### YOUR INSTRUCTIONS
Reproduce all of the data below word for word, omitting the pictures.

═══

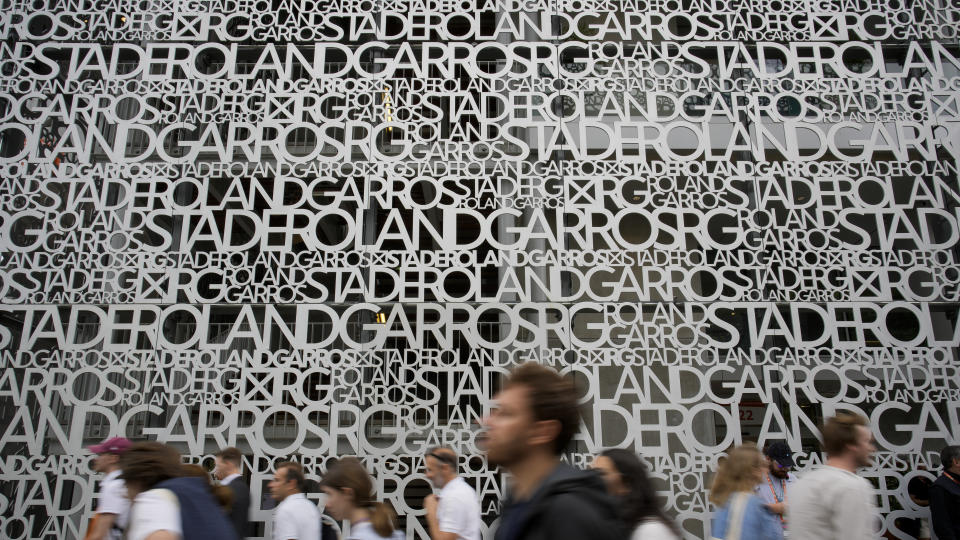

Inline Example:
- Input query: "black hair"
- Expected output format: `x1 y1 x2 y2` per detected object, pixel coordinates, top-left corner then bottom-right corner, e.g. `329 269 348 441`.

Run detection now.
600 448 683 538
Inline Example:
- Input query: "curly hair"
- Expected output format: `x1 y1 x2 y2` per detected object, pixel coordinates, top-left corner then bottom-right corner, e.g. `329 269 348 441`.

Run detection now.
504 362 580 455
120 442 183 491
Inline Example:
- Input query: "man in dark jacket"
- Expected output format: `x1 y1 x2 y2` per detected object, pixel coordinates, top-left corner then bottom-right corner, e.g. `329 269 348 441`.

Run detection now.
213 447 250 538
930 446 960 540
484 363 626 540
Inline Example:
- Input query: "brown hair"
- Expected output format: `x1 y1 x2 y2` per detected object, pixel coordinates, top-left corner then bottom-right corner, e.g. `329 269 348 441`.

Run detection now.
823 413 867 456
320 457 397 537
182 465 233 512
710 444 763 506
504 362 580 455
215 446 243 469
277 461 307 492
120 442 183 491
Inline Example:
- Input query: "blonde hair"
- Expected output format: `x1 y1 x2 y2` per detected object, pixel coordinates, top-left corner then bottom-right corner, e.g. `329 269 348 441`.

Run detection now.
710 444 763 506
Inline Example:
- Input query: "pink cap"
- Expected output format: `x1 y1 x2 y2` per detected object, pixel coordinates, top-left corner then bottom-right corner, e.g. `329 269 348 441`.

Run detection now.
87 437 133 454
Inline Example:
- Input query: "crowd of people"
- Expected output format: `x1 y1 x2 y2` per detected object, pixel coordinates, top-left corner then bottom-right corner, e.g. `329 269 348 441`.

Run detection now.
87 364 960 540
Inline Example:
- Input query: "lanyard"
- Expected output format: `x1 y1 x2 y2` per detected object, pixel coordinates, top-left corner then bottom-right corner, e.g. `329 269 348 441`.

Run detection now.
767 472 787 525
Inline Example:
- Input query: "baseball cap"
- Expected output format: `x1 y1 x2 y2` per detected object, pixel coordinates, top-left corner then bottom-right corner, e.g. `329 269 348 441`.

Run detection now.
764 441 797 468
87 437 133 454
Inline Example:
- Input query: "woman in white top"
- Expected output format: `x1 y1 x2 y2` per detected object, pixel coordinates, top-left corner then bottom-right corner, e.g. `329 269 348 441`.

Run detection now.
320 457 404 540
593 449 682 540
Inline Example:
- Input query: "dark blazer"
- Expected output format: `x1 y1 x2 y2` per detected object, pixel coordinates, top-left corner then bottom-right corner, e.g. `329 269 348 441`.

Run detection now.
227 476 250 538
930 472 960 540
495 464 630 540
153 477 235 540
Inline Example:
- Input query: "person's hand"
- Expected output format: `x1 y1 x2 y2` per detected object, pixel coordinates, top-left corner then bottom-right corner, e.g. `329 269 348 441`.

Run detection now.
423 493 440 516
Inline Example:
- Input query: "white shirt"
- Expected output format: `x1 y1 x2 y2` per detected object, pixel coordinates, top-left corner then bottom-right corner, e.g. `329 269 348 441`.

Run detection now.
630 519 679 540
127 489 183 540
754 471 797 528
437 476 480 540
273 493 320 540
96 471 130 540
787 466 877 540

═══

### TASK ANSWER
Inline Example:
- Input query: "black hair"
- Expected output format: `x1 y1 x2 y2` per detected object, pixel coordinates, top-left corner then bottom-right corner, e.g. `329 269 348 441`.

Run detection now.
600 448 683 538
Inline Example:
- Input query: "curly hair"
- Expected output format: `x1 y1 x2 y2` per detected object, pixel coordinates, top-left corner then bottom-right corner, e.g. `329 269 348 441`.

Run detection now.
504 362 580 455
120 442 183 491
Inline Example:
- Input query: "man in dark jacket"
- Expected output format: `x1 y1 x2 y2` per detected object, pixel coordinates, top-left corner then bottom-right corner, e.g. `329 269 348 441`.

Run detection now.
213 447 250 538
930 446 960 540
484 363 626 540
Inline Example:
- Input query: "brown hair"
- Expected output format: `x1 y1 x2 y2` per detected object, pixel coordinates, top-left corner then bottom-right corner, e.g. `329 269 348 441`.

Run detection now.
823 413 867 456
320 457 397 537
182 465 233 512
710 444 763 506
504 362 580 455
215 446 243 469
277 461 307 492
120 442 183 491
Inline Example:
- Input query: "blonde hair"
- Expected output format: `x1 y1 x2 y2` per detected object, pixel coordinates, top-left corner then bottom-right corner, e.g. `329 269 348 441`.

Run detection now.
710 444 763 506
Inline Example:
- Input query: "pink cap"
- Expected output format: `x1 y1 x2 y2` per detected object, pixel coordinates, top-left corner then bottom-right corner, e.g. `329 269 348 441`.

Run detection now.
87 437 133 454
Inline Example:
- Input query: "crowd of people"
- Expected output format: `x1 y1 x2 y2` per detected object, pixel coordinates, top-left corner then bottom-right corner, e.g. `329 269 348 441`.

Run detection now.
87 364 960 540
Inline Example:
- Input query: "lanyard"
- Expected output format: `x1 y1 x2 y2` per detected object, pixel coordinates, top-left corner then bottom-right corner, e.g. `329 269 348 441`.

Run detection now.
767 472 787 525
Inline Example:
- Input query: "baseball cap"
- Expected output format: `x1 y1 x2 y2` per detected object, pixel coordinates, top-left corner then bottom-right corner, e.g. `329 269 348 441`.

Run detection now.
764 441 797 468
87 437 133 454
Inline Example:
- Input query: "woman in white top"
- Expected output format: `x1 y1 x2 y2` per detected object, pixel coordinates, top-left corner then bottom-right corner, e.g. `329 269 348 441`.

Run detection now.
320 457 404 540
593 449 682 540
Inline Example:
- Input query: "dark blazer"
- Expected output format: `x1 y1 x2 y2` per detected object, pixel coordinates, top-left corner then bottom-right corner, e.g. `329 269 348 441`.

Run detection now.
227 476 250 538
930 472 960 540
495 464 630 540
153 477 235 540
Inline Example:
- Input query: "person's hand"
- Expected output format: `x1 y1 x2 y2` per detected object, pixel coordinates, top-left corner then bottom-right corner, e.g. `329 269 348 441`.

Run detection now.
423 493 440 516
Inline Example:
- Input query: "white shirt"
- Expected output format: `x1 y1 x2 y2` per detected object, pixel coordinates, top-left corner then bottom-right corner, e.g. `329 269 348 441`.

Run detection now.
630 519 679 540
127 489 183 540
754 471 797 528
437 476 480 540
273 493 320 540
96 471 130 540
787 466 877 540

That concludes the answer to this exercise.